_AIM OF THE TASK_
Write out every line from the line with "Hey team, new labeling batch. Target class is rough" up to and including the line with "[[248, 329, 281, 359]]", requests included. Multiply each box coordinate in the answers by 2.45 and round to whole numbers, halves up, but keep the numbers in the requests and their format samples unchanged.

'''

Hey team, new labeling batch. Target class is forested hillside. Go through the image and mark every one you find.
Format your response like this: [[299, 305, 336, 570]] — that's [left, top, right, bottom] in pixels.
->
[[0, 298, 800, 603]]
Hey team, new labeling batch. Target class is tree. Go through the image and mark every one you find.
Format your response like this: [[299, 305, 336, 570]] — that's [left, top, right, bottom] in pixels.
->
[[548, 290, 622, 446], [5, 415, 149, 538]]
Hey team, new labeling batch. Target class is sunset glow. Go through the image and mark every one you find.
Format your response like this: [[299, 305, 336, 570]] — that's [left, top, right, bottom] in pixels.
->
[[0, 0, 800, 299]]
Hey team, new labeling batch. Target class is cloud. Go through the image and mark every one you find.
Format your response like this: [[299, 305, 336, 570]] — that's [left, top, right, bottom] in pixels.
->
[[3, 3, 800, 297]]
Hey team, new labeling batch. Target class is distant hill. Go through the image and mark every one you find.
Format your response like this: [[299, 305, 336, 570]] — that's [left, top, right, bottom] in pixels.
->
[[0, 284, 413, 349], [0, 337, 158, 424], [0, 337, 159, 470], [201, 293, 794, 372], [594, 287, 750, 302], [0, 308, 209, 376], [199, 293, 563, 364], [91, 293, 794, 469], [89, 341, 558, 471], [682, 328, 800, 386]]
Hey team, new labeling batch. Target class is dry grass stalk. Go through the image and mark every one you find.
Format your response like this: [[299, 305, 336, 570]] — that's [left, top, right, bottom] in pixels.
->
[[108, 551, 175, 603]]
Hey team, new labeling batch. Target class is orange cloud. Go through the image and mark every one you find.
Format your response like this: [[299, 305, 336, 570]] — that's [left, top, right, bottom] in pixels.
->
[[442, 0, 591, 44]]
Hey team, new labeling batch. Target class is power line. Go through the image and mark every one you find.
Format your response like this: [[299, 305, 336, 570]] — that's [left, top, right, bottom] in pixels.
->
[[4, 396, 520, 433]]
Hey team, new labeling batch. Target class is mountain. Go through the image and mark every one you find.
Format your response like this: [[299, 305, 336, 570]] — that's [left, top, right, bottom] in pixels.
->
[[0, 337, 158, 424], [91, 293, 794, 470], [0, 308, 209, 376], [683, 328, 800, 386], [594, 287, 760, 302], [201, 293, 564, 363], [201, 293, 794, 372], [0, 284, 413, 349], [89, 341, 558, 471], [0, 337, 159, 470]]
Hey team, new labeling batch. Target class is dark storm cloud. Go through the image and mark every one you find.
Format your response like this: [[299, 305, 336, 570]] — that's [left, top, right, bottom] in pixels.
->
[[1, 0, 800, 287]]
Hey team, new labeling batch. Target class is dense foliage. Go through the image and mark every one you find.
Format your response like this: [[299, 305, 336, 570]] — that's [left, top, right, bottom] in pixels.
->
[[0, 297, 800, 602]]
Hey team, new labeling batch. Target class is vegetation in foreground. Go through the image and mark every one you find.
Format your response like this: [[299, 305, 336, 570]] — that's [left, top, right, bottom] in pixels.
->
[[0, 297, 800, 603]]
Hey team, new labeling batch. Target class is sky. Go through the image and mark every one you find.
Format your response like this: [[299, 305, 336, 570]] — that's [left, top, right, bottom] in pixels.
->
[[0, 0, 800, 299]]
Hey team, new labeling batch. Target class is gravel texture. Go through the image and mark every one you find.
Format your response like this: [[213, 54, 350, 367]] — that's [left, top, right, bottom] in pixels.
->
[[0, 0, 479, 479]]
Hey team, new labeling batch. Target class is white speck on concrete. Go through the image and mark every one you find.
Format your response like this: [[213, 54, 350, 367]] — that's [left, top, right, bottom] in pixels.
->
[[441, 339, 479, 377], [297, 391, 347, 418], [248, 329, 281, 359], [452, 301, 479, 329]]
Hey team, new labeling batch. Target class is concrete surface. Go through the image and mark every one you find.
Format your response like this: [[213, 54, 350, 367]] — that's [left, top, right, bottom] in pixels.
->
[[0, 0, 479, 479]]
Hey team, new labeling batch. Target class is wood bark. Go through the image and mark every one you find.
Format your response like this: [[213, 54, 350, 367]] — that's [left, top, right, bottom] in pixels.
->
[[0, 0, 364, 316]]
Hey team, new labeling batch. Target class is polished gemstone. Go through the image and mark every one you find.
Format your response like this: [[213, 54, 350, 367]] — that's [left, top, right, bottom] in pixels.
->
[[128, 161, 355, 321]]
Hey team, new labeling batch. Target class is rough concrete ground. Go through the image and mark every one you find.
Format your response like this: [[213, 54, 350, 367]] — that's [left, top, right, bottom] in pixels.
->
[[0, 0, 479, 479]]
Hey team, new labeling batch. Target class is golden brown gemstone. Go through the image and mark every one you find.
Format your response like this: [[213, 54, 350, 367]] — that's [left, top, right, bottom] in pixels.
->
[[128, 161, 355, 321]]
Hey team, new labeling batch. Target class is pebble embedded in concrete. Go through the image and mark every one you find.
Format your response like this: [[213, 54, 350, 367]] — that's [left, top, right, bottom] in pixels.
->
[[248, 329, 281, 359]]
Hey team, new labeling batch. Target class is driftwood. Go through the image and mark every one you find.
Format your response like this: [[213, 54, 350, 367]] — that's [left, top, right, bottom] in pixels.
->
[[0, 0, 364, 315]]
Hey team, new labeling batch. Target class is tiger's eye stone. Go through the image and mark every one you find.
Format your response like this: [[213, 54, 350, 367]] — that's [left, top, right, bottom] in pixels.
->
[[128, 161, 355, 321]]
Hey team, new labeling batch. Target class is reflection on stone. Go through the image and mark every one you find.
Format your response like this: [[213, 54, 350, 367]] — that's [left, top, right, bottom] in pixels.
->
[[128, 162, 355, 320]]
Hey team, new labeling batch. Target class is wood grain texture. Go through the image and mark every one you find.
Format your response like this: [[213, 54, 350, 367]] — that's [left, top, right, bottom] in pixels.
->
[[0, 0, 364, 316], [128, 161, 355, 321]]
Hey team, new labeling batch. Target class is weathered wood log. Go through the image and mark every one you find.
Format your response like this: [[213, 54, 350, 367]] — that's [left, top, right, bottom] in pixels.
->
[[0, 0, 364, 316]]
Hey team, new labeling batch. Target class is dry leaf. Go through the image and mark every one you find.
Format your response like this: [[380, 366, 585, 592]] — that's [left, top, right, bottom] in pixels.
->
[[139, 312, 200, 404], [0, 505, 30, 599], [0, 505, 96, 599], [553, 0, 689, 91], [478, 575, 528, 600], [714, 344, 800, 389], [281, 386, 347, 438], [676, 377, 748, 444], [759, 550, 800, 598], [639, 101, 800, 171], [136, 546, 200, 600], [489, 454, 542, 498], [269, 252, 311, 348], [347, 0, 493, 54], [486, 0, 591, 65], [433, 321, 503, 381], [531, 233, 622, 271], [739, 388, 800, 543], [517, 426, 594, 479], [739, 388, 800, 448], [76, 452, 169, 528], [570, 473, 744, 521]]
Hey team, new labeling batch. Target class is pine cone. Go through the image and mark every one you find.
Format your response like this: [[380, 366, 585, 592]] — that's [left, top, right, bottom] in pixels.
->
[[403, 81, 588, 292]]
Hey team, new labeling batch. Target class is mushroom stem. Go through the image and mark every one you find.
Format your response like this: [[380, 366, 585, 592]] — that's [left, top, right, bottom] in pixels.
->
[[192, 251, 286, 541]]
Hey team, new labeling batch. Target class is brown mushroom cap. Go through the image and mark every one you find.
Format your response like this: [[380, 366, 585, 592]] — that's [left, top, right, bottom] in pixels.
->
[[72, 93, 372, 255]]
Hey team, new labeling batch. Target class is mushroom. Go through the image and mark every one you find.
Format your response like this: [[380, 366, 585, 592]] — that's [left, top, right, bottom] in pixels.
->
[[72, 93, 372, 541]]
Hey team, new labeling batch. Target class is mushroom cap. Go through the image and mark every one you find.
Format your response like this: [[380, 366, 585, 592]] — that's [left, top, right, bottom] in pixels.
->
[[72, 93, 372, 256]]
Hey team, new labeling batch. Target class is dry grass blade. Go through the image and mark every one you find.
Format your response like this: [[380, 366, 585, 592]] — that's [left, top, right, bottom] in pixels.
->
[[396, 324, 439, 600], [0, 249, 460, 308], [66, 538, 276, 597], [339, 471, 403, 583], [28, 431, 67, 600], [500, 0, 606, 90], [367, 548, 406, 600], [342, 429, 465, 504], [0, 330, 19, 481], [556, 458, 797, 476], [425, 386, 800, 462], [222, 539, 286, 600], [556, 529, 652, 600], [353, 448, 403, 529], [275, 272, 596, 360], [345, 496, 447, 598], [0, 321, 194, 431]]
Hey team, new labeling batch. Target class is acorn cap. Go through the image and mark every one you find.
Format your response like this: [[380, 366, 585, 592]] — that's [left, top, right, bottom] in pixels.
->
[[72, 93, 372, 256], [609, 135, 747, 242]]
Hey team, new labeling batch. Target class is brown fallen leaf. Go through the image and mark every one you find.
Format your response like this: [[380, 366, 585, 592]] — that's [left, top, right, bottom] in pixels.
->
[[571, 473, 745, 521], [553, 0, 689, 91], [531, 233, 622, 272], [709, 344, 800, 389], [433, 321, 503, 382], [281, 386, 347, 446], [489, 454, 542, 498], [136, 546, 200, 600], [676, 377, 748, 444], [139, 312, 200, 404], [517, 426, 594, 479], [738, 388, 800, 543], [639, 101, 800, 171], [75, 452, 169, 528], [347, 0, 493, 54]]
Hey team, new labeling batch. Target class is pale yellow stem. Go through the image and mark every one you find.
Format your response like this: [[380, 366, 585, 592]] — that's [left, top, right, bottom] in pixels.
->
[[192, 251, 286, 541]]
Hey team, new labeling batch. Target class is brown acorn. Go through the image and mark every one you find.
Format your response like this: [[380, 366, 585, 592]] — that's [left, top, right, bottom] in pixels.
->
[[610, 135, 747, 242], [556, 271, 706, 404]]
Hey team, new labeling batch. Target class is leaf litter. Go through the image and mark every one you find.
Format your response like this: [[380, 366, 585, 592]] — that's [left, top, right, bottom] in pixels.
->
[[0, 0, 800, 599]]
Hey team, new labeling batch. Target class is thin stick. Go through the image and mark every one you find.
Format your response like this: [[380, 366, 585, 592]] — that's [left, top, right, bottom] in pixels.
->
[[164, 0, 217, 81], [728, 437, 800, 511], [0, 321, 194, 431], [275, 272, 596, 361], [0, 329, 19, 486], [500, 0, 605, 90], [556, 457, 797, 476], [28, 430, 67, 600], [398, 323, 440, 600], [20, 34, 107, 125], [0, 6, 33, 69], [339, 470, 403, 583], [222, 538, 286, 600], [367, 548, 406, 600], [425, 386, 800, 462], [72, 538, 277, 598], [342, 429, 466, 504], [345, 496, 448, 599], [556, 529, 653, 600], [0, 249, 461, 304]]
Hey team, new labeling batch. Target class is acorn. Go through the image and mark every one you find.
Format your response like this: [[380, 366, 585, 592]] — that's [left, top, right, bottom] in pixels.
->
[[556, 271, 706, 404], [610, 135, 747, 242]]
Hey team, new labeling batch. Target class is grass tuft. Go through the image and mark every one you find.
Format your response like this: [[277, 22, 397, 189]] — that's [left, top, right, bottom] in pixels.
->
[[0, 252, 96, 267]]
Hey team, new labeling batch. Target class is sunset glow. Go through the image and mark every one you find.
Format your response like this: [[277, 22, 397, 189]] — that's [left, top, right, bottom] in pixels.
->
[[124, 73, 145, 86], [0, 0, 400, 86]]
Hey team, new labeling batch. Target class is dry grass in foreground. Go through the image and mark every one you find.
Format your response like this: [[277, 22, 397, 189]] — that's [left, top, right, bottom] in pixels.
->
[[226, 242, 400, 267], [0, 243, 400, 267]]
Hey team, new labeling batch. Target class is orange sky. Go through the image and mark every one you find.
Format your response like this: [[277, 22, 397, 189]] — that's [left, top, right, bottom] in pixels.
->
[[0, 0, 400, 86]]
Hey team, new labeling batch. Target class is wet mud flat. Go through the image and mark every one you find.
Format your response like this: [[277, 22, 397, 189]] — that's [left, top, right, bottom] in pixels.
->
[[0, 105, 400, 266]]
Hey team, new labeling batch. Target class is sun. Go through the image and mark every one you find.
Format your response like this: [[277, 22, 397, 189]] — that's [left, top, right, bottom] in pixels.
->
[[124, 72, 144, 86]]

'''

_WRITTEN SOLUTION_
Hey team, new labeling batch. Target class is rough concrete ground. Go through the image and mark every one you find.
Format your response like this: [[213, 54, 350, 367]] — that's [left, top, right, bottom] in pixels.
->
[[0, 0, 1174, 1174]]
Hey team, new labeling batch. Target class is golden brown gemstone. Go through the image and mark every one you find.
Format your response like this: [[213, 54, 350, 367]] — that's [left, top, right, bottom] in pixels.
->
[[314, 394, 870, 786]]
Hey team, new labeling batch. Target class is pebble embedded in concrete. Go through the image and mark every one you find.
Format your response like this: [[213, 54, 350, 367]] — that's [left, top, right, bottom] in pixels.
->
[[608, 806, 688, 880]]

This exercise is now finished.